Rewrite the records below, replacing "lightweight" with "compact" wherever it occurs and keeping everything else unchanged. Leave the pictures out of the output.
☆ ☆ ☆
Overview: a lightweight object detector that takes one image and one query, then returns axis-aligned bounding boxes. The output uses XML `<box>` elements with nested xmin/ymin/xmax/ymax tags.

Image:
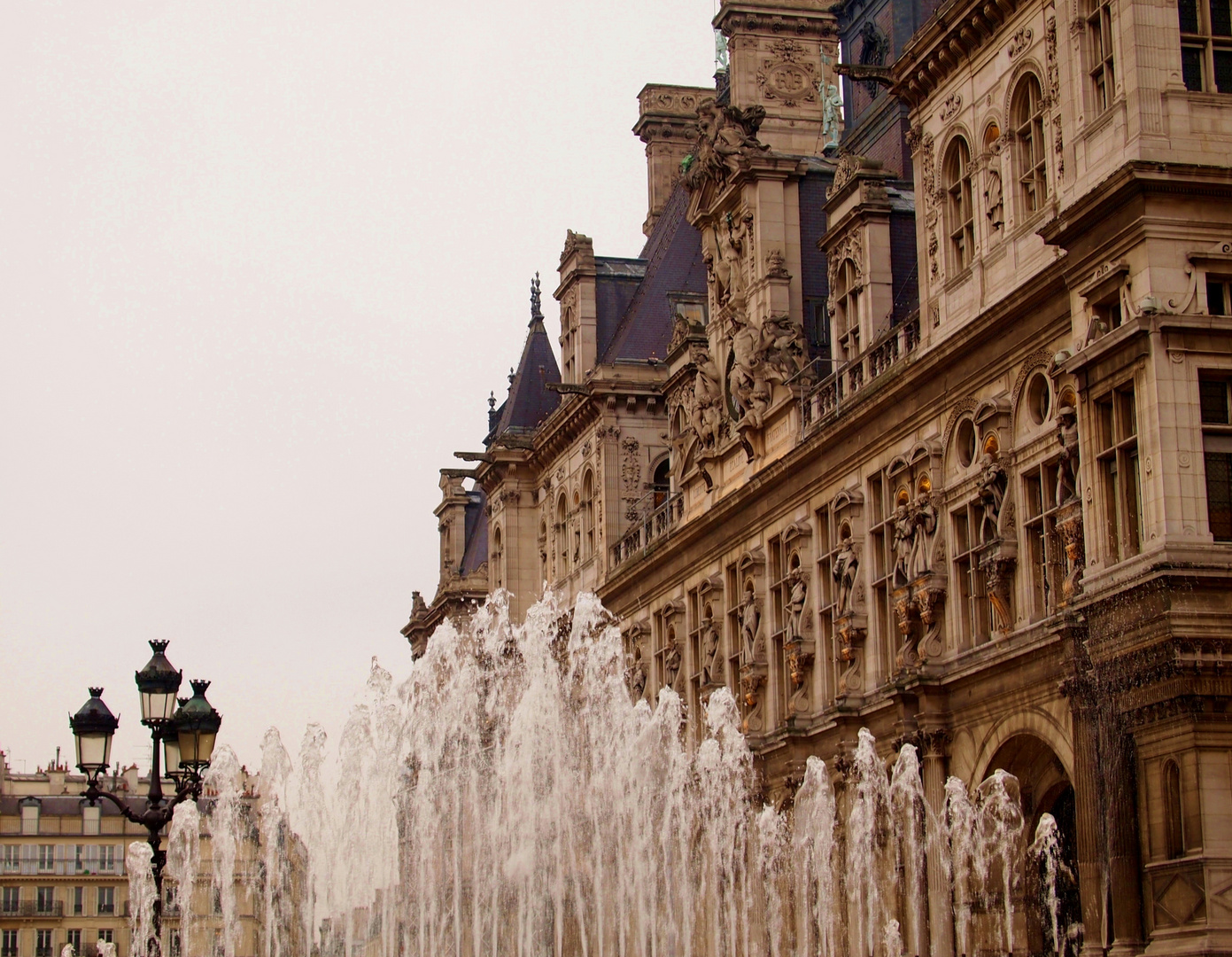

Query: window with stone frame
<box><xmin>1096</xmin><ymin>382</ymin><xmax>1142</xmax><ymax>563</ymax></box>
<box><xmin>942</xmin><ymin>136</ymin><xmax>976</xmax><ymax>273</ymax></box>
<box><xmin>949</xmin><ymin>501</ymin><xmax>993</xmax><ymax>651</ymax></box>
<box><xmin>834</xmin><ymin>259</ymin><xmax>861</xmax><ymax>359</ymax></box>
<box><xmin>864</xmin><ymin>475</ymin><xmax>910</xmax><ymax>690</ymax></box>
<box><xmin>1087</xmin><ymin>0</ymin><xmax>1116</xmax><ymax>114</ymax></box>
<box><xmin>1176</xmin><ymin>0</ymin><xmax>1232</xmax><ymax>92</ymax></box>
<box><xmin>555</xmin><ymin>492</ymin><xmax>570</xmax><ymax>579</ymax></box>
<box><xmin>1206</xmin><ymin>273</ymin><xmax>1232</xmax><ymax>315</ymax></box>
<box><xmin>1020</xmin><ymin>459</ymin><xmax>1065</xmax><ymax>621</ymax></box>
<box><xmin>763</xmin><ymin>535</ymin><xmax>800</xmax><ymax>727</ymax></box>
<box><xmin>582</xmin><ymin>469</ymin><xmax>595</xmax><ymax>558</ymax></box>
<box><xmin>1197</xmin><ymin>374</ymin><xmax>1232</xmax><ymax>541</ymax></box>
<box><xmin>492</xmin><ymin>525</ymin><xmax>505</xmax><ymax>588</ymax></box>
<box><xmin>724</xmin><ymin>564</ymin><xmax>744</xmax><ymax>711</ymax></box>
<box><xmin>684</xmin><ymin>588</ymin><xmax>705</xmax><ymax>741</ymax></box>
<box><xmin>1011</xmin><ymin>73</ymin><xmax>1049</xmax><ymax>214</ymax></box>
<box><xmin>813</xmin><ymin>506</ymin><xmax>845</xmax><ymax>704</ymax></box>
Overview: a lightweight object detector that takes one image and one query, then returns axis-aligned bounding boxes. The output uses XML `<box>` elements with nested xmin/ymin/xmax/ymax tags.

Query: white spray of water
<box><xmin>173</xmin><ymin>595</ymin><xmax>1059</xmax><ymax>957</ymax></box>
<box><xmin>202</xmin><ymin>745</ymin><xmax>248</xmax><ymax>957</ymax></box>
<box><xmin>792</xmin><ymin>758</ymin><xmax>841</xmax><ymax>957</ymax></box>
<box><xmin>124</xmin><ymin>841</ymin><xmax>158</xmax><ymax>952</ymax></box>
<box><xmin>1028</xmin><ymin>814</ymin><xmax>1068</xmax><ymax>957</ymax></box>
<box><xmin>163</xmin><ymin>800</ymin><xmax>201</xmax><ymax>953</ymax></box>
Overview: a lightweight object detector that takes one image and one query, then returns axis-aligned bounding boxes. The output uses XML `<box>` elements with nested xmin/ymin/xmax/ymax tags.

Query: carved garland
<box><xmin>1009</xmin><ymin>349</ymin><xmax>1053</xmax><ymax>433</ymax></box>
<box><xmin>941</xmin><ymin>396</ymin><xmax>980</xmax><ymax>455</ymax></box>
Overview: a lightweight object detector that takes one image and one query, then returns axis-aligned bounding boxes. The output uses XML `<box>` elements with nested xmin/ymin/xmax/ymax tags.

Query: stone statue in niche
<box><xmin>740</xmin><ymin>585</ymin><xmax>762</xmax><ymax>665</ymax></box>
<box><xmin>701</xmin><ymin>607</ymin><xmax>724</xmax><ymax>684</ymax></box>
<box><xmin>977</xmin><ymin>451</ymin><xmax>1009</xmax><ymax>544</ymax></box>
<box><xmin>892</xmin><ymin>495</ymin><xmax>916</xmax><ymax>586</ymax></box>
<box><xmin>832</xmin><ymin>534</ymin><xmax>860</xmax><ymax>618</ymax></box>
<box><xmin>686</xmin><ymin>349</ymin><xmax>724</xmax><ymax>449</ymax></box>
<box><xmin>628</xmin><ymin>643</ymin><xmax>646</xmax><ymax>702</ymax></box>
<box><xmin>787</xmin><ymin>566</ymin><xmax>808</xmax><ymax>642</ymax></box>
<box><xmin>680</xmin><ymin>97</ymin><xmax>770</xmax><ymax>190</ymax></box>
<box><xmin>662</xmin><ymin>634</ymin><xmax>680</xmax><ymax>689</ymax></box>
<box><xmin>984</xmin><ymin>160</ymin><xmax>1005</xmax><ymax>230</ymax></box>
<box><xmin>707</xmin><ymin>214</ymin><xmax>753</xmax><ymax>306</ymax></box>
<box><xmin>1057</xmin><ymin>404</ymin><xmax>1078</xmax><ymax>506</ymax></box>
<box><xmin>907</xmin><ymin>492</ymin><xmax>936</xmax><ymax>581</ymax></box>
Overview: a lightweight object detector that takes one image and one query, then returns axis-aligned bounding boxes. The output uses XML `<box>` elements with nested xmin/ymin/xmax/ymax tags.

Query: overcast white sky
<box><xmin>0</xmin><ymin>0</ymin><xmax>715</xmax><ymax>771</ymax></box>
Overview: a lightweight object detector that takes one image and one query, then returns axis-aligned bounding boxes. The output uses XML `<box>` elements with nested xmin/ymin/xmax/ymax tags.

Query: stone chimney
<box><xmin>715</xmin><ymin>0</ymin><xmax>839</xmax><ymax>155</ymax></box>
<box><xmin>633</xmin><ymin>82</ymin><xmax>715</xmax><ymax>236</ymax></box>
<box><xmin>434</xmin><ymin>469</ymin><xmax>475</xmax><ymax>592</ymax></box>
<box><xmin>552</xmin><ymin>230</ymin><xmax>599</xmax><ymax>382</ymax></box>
☆ ☆ ☆
• RESULT OF THE EXERCISE:
Overview: a compact object detector that takes one image and one query, then returns axis-aligned bounding boxes. The output uses XML `<box>` elements with nested xmin/ymin/xmax/ymax tags.

Image:

Query: window with stone frame
<box><xmin>1096</xmin><ymin>382</ymin><xmax>1142</xmax><ymax>563</ymax></box>
<box><xmin>942</xmin><ymin>136</ymin><xmax>976</xmax><ymax>273</ymax></box>
<box><xmin>949</xmin><ymin>501</ymin><xmax>993</xmax><ymax>651</ymax></box>
<box><xmin>834</xmin><ymin>259</ymin><xmax>861</xmax><ymax>359</ymax></box>
<box><xmin>864</xmin><ymin>475</ymin><xmax>910</xmax><ymax>690</ymax></box>
<box><xmin>1087</xmin><ymin>0</ymin><xmax>1116</xmax><ymax>114</ymax></box>
<box><xmin>1176</xmin><ymin>0</ymin><xmax>1232</xmax><ymax>92</ymax></box>
<box><xmin>555</xmin><ymin>492</ymin><xmax>570</xmax><ymax>579</ymax></box>
<box><xmin>1206</xmin><ymin>273</ymin><xmax>1232</xmax><ymax>315</ymax></box>
<box><xmin>1020</xmin><ymin>459</ymin><xmax>1065</xmax><ymax>621</ymax></box>
<box><xmin>763</xmin><ymin>535</ymin><xmax>800</xmax><ymax>727</ymax></box>
<box><xmin>582</xmin><ymin>469</ymin><xmax>595</xmax><ymax>558</ymax></box>
<box><xmin>1197</xmin><ymin>374</ymin><xmax>1232</xmax><ymax>541</ymax></box>
<box><xmin>492</xmin><ymin>525</ymin><xmax>505</xmax><ymax>588</ymax></box>
<box><xmin>724</xmin><ymin>564</ymin><xmax>744</xmax><ymax>711</ymax></box>
<box><xmin>684</xmin><ymin>588</ymin><xmax>705</xmax><ymax>741</ymax></box>
<box><xmin>1011</xmin><ymin>73</ymin><xmax>1049</xmax><ymax>214</ymax></box>
<box><xmin>813</xmin><ymin>506</ymin><xmax>845</xmax><ymax>704</ymax></box>
Overview: a compact object detector that takes one image and one query, then returns axis-aligned bounding boxes. The output uses XML `<box>` elements with nested xmin/ymin/xmax/ymax tags.

Query: white spray of water
<box><xmin>173</xmin><ymin>595</ymin><xmax>1059</xmax><ymax>957</ymax></box>
<box><xmin>202</xmin><ymin>745</ymin><xmax>248</xmax><ymax>957</ymax></box>
<box><xmin>792</xmin><ymin>758</ymin><xmax>841</xmax><ymax>957</ymax></box>
<box><xmin>124</xmin><ymin>841</ymin><xmax>158</xmax><ymax>952</ymax></box>
<box><xmin>1028</xmin><ymin>814</ymin><xmax>1068</xmax><ymax>957</ymax></box>
<box><xmin>163</xmin><ymin>800</ymin><xmax>201</xmax><ymax>953</ymax></box>
Overview: a compact object detector that takes one image and one query, then returns axis-aligned bounding boxes. The output uses XML `<box>` elements with nested xmin/ymin/xmax/ymax tags.

Query: carved garland
<box><xmin>1009</xmin><ymin>349</ymin><xmax>1053</xmax><ymax>433</ymax></box>
<box><xmin>941</xmin><ymin>396</ymin><xmax>980</xmax><ymax>455</ymax></box>
Overview: a compact object detector that takes one image and one query, then returns axis-aligned bounding boxes. The output uses XML `<box>` elements with nested xmin/ymin/xmax/ymax tags.

Query: stone statue in niche
<box><xmin>740</xmin><ymin>585</ymin><xmax>762</xmax><ymax>665</ymax></box>
<box><xmin>701</xmin><ymin>607</ymin><xmax>724</xmax><ymax>684</ymax></box>
<box><xmin>977</xmin><ymin>451</ymin><xmax>1009</xmax><ymax>544</ymax></box>
<box><xmin>892</xmin><ymin>495</ymin><xmax>916</xmax><ymax>586</ymax></box>
<box><xmin>832</xmin><ymin>534</ymin><xmax>860</xmax><ymax>618</ymax></box>
<box><xmin>686</xmin><ymin>349</ymin><xmax>724</xmax><ymax>449</ymax></box>
<box><xmin>628</xmin><ymin>643</ymin><xmax>646</xmax><ymax>702</ymax></box>
<box><xmin>787</xmin><ymin>566</ymin><xmax>808</xmax><ymax>642</ymax></box>
<box><xmin>680</xmin><ymin>97</ymin><xmax>770</xmax><ymax>190</ymax></box>
<box><xmin>662</xmin><ymin>634</ymin><xmax>680</xmax><ymax>689</ymax></box>
<box><xmin>984</xmin><ymin>160</ymin><xmax>1005</xmax><ymax>230</ymax></box>
<box><xmin>707</xmin><ymin>214</ymin><xmax>753</xmax><ymax>306</ymax></box>
<box><xmin>1057</xmin><ymin>404</ymin><xmax>1078</xmax><ymax>506</ymax></box>
<box><xmin>907</xmin><ymin>492</ymin><xmax>936</xmax><ymax>581</ymax></box>
Overview: a compact object detector that takes one image and one query, then returns axis-aligned bounding boxes. The output uses XML `<box>` elements with nested xmin/ymin/xmax/ymax tags.

Query: overcast white sky
<box><xmin>0</xmin><ymin>0</ymin><xmax>715</xmax><ymax>771</ymax></box>
Overview: a compact object detector that takes one image and one query, then returns axis-aligned bounding boxes. The output uses XML `<box>` elements with nested xmin/ymin/xmax/ymax tags.

Query: stone chimney
<box><xmin>715</xmin><ymin>0</ymin><xmax>839</xmax><ymax>155</ymax></box>
<box><xmin>633</xmin><ymin>82</ymin><xmax>715</xmax><ymax>236</ymax></box>
<box><xmin>434</xmin><ymin>469</ymin><xmax>475</xmax><ymax>592</ymax></box>
<box><xmin>552</xmin><ymin>230</ymin><xmax>599</xmax><ymax>382</ymax></box>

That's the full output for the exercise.